Excerpt provided —
Have you seen the movie Barbie? Recently, I went to the theater to watch it with my mom and sister, and immediately knew I had to make a video about it.

America Ferrera’s monologue in the movie Barbie is a great example of how the different elements of speech come together to deliver an important message.

Watch the video and pay attention to where she connects words together, which words she emphasizes, and the intonation she uses when she contrasts between two different ideas.

Listen to the audio version as a podcast here.

TRANSCRIPT

Podcast intro:

Welcome to the InFluency Podcast. I’m Hadar, and this is episode number 350. And today we are going to shadow a monologue from the movie Barbie.

Hey everyone. Thank you so much for joining me for another episode of this podcast. And I am exceptionally excited about today’s episode because first of all, we’re going to do shadowing. Which is a technique that I absolutely love because it connects a bunch of different things: it’s pronunciation work, prosody work, a little bit of acting, a little bit of connecting to your emotions, using someone else’s words to deliver a message. I love doing that, and my students tend to love that too. I hope you like it. And if you don’t, then today is an opportunity to explore whether or not you like it.

[Pointing data excerpts]

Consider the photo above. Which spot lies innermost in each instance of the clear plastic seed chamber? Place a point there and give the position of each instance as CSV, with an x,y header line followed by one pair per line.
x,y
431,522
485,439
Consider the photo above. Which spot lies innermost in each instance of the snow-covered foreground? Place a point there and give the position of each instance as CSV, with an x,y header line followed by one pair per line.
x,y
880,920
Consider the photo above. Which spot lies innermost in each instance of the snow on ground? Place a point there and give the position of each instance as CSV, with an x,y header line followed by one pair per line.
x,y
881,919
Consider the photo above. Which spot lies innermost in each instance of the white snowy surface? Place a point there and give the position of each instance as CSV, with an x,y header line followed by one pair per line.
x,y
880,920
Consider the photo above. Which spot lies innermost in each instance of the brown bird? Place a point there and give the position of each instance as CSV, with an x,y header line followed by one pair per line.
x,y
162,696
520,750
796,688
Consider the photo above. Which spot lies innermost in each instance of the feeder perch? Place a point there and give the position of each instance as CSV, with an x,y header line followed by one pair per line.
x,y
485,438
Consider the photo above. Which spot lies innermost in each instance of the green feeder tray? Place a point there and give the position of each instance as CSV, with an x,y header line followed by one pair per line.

Written problem — Please echo the podcast excerpt word for word, starting with "Have you seen" and going on through "the movie Barbie.".

Result of this exercise —
Have you seen the movie Barbie? Recently, I went to the theater to watch it with my mom and sister, and immediately knew I had to make a video about it.

America Ferrera’s monologue in the movie Barbie is a great example of how the different elements of speech come together to deliver an important message.

Watch the video and pay attention to where she connects words together, which words she emphasizes, and the intonation she uses when she contrasts between two different ideas.

Listen to the audio version as a podcast here.

TRANSCRIPT

Podcast intro:

Welcome to the InFluency Podcast. I’m Hadar, and this is episode number 350. And today we are going to shadow a monologue from the movie Barbie.